* Texte retenu:
++++++++

CESSION DE SES DROITS D’AUTEUR PAR UN SALARIE

23/02/2022

Une clause générale de cession de droits d'auteur dans un contrat de travail validée par la Cour d’appel de Paris.

Sauf exception, les employeurs ne sont pas automatiquement cessionnaires des oeuvres créées par leurs salariés. D’où l’importance de la clause de cession de droits d’auteur dans les contrats de travail.

Dans son arrêt du 25 janvier 2023, la Cour d'appel de Paris (CA PARIS Pôle 5, chambre 1, 25 Janvier 2023 – n° 19/15256) vient conforter utilement l’efficacité de ces clauses.

● Une salariée invoquait la nullité de la clause au fondement de l'article L.131-1 du code de la propriété intellectuelle et en ce qu'elle procéderait d'une cession globale d'oeuvres futures prohibée.

Or, en l'espèce, la clause de cession de droits stipulée au contrat de travail au profit de l'employeur couvrait les créations réalisées dans le cadre du contrat, au fur et à mesure de leur réalisation. La Cour affirme qu’une telle clause n'est pas nulle dès lors qu'elle délimite le champ de la cession à des oeuvres déterminables et individualisables.  Ainsi, la clause ne porte pas sur des oeuvres futures mais sur des oeuvres réalisées, la cession n'opérant qu'au fur et à mesure de la réalisation.

● La salariée prétendait également que la clause de cession de droits était nulle car dénuée de contrepartie financière pour la cédante.

La Cour confirme que la rémunération forfaitaire de la salariée, même n’opérant pas de distinction entre la rémunération de la prestation de travail et la contrepartie de la cession des droits d'auteur, est licite.

LES REPRISES EN MUSIQUE DEVANT LA COUR DE CASSATION

15/02/2023

● Sampling de moins de 2 secondes : pas d’atteinte au droit d’auteur

Un groupe de musique (The Do) avait composé le morceau « The bridge is broken » sorti en 2008. En 2015, deux artistes ont publié le titre « Goodbye » qui, selon le premier groupe, reprenait de manière répétée à l’identique un extrait de l’œuvre première. Par arrêt du 8 février 2023, la Cour de cassation (1re civ., 8 février 2023) donne raison à la Cour d’appel qui avait débouté The Do de ses demandes, en considérant 1️⃣ que la partie de l'œuvre dont la reprise était reprochée ne constituait pas un « gimmick » permettant de caractériser l'originalité de l’œuvre et 2️⃣ qu'il n'était pas établi que l'œuvre seconde avait repris et incorporé un extrait de l'enregistrement de l'œuvre première.

++++++++

* Travail à faire:
- A) Dans le texte sur le droit d'auteur, réécrivez plus brièvement le paragraphe commençant par « Or, en l'espèce » en conservant ses faits principaux.
- B) Reprenez le texte sur le droit d'auteur à la suite de sa dernière phrase.
Les entrées forment un matériau indépendant du texte sur le droit d'auteur.

++++++++

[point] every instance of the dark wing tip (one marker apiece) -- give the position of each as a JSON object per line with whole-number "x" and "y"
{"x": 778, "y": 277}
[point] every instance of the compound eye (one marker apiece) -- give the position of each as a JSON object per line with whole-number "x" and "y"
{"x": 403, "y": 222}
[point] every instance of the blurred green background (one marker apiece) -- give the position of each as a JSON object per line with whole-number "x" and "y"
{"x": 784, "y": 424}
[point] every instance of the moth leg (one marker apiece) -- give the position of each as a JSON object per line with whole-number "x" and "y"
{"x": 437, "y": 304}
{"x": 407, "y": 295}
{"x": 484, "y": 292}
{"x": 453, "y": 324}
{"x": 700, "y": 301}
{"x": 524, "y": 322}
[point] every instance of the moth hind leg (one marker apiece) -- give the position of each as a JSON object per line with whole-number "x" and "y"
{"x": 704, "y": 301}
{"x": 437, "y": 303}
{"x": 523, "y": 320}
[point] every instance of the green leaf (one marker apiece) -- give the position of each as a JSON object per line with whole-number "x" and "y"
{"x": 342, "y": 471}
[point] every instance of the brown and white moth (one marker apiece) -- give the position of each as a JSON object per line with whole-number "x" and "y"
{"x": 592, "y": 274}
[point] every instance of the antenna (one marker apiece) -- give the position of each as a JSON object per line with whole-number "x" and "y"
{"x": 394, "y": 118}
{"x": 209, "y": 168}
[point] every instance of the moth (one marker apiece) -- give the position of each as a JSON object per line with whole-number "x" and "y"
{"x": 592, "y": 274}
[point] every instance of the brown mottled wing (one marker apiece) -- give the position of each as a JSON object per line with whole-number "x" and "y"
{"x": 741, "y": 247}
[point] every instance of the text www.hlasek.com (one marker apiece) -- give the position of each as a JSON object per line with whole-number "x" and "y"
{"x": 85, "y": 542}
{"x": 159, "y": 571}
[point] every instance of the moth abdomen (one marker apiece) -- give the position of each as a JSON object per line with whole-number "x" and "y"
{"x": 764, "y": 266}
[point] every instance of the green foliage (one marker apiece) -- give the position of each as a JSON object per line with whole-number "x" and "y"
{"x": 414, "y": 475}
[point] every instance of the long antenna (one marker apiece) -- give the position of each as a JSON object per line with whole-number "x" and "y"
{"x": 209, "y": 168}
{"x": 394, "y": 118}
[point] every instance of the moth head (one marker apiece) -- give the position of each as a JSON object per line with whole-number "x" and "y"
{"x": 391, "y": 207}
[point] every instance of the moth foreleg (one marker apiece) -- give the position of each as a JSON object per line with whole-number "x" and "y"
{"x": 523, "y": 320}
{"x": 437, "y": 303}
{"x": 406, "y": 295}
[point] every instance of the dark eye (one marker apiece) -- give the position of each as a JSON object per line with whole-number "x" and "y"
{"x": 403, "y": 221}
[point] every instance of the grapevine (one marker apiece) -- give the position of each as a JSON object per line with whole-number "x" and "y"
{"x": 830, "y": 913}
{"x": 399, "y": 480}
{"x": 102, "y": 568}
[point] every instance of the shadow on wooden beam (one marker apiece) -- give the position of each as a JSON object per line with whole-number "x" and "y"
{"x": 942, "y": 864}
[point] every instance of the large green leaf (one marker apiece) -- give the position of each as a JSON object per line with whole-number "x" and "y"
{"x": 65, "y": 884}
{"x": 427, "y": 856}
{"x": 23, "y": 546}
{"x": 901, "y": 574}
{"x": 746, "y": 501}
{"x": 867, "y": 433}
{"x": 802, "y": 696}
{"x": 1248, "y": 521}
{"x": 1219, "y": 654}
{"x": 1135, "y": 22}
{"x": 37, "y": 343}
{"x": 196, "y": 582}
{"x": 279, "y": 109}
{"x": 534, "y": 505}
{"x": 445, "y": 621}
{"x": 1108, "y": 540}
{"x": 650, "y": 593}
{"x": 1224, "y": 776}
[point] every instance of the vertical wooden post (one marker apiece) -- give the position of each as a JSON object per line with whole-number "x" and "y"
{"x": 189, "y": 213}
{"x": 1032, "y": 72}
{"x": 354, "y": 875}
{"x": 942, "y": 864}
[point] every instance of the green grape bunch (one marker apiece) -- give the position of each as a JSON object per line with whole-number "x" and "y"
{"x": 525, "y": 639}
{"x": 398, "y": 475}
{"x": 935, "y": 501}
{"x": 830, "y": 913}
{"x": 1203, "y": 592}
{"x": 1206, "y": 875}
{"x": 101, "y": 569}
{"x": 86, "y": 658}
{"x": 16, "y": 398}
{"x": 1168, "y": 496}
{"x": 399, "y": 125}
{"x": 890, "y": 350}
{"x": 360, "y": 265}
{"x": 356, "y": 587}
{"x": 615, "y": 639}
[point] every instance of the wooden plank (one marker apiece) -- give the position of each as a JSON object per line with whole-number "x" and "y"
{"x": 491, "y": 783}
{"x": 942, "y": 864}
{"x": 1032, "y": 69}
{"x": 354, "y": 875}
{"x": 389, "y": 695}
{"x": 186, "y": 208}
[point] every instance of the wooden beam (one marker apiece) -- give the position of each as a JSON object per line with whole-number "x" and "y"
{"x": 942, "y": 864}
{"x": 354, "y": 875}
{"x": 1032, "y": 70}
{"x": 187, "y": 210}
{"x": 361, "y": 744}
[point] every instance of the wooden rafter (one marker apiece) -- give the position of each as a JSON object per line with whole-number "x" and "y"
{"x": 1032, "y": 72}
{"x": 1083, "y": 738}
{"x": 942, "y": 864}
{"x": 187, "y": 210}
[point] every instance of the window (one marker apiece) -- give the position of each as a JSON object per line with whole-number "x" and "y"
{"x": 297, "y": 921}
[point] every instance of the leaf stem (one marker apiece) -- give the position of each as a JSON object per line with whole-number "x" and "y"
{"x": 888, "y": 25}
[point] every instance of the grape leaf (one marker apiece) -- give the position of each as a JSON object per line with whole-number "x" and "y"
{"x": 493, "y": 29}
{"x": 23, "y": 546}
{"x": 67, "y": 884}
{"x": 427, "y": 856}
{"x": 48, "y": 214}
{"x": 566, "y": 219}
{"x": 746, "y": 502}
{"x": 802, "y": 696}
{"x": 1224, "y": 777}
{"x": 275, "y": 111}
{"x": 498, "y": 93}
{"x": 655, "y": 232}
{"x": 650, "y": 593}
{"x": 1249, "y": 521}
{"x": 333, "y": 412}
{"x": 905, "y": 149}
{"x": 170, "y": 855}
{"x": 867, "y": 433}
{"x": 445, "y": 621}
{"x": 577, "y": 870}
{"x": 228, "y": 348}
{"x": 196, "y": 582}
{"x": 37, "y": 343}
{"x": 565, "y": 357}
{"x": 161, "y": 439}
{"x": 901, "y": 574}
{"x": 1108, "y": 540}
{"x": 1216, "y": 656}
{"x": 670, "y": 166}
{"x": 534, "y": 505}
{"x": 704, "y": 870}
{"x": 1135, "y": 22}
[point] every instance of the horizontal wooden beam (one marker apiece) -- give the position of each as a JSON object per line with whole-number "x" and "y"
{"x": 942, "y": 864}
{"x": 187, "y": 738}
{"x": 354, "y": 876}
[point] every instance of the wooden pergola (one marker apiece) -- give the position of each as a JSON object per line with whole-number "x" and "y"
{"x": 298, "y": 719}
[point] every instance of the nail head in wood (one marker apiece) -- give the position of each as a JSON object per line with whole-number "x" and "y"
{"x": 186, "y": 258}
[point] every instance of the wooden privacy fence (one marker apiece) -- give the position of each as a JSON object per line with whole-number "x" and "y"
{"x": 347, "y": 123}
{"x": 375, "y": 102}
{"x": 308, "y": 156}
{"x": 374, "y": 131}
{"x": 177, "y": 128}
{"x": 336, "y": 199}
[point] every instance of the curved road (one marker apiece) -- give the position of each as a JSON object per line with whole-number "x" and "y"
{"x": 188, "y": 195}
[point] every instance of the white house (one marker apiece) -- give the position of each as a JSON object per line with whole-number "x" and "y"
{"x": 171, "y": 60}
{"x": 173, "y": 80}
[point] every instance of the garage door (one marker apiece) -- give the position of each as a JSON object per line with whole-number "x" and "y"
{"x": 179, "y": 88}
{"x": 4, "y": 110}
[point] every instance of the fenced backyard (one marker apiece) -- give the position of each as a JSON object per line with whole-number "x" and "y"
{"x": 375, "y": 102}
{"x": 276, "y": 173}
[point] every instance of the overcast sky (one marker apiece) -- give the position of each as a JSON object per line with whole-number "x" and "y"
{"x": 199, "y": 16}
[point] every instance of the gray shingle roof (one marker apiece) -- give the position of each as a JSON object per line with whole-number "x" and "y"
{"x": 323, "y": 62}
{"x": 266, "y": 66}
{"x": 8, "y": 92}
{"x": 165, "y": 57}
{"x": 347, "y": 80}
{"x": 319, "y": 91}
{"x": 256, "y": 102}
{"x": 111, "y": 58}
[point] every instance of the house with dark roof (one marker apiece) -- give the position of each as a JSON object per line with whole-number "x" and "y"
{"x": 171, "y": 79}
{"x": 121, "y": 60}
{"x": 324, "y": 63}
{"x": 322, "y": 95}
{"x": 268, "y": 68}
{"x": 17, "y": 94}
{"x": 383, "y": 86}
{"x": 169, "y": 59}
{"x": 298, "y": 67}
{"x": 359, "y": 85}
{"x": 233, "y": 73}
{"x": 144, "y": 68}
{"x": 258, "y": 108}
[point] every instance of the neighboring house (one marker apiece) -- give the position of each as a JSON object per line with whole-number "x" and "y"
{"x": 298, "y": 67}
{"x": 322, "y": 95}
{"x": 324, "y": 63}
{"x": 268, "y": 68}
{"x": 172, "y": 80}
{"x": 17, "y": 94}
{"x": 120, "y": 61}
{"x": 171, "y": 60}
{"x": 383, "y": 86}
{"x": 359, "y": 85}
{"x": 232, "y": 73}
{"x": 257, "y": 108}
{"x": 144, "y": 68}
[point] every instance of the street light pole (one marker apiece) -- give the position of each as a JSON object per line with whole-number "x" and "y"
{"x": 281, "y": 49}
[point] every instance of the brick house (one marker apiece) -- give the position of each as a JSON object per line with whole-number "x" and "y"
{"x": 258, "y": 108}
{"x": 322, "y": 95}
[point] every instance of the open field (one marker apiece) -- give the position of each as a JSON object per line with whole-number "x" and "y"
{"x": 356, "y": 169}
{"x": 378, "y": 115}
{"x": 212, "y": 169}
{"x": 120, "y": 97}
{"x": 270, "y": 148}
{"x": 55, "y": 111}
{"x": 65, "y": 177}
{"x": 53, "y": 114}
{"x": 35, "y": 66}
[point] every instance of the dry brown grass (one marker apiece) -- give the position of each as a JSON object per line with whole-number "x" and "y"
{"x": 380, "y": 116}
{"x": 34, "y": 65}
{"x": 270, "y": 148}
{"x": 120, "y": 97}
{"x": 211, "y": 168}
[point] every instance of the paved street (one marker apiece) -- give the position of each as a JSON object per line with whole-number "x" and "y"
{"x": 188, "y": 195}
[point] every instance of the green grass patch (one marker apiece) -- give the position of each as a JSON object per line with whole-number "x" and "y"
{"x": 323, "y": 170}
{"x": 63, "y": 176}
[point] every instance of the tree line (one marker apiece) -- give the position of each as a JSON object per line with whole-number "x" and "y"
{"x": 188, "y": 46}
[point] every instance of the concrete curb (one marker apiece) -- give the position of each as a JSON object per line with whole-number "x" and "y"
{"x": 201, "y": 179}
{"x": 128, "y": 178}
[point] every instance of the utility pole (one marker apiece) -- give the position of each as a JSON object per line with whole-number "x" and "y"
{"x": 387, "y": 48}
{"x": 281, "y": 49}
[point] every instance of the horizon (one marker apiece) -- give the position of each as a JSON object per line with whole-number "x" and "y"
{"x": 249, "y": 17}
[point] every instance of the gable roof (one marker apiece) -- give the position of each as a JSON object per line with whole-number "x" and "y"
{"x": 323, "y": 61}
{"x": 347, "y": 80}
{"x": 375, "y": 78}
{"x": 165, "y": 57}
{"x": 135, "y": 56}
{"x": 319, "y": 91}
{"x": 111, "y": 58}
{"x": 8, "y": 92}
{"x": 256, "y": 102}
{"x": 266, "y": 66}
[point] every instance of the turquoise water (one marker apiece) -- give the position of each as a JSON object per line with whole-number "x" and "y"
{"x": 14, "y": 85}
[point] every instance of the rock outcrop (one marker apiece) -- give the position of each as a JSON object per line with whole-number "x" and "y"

++++++++

* Résultats attendus:
- A) La clause de cession au profit de l'employeur couvrait les créations réalisées dans le cadre du contrat, au fur et à mesure de leur réalisation. Selon la Cour, une telle clause n'est pas nulle dès lors qu'elle limite la cession à des œuvres déterminables et individualisables. Elle porte donc sur des œuvres réalisées, et non futures.

- B)
Bien que le Cour d’appel ait admis le caractère original de l’œuvre première prise dans son ensemble, l’extrait de l’œuvre dont la reprise était reprochée, n’était pas un « élément déterminant » permettant de caractériser la personnalité de l’auteur et « ne participait pas de l’originalité de l’œuvre ». Etait notamment relevée la brièveté de l’extrait litigieux qui constituait un « accompagnement d’instrument » et « aucunement une partie soliste ».

● Reprise de textes de chansons dans un livre : exception de courte citation

Un éditeur avait publié un ouvrage intitulé « Je ne chante pas pour passer le temps » reprenant 131 extraits de chansons de Jean Ferrat ainsi que le titre de l'une d'elles en couverture. L’exécuteur testamentaire et la société de production de l’artiste ont assigné l’éditeur en contrefaçon.

Par son arrêt du 8 février 2023, la Cour de cassation considère que les citations des textes de l’artiste étaient justifiées par le caractère pédagogique et d’information de l’ouvrage : elles étaient nécessaires à l'analyse critique de chansons, permettant au lecteur de comprendre le sens de l'œuvre évoquée et l'engagement de l'artiste. La Cour de cassation précise également que l’ouvrage ne s’inscrit pas dans une démarche commerciale ou publicitaire.

Etait également invoquée une atteinte au droit moral de l’auteur caractérisée par la dissociation des textes de l’œuvre musicale intégrale. Or, pour la Cour de cassation, le texte et la musique d'une chanson relevant de genres différents et étant dissociables, le seul fait que le texte ait été séparé de la musique ne portait pas nécessairement atteinte au droit moral.

CONTREFACON EN LIGNE : OBLIGATION D’UNE ENQUETE PENALE EFFECTIVE

09/02/2022

Identification des auteurs d’actes de contrefaçon en ligne : Condamnation de l’Ukraine pour manquement à son obligation de mener une enquête pénale effective.

La France est-elle plus efficace que l’Ukraine ?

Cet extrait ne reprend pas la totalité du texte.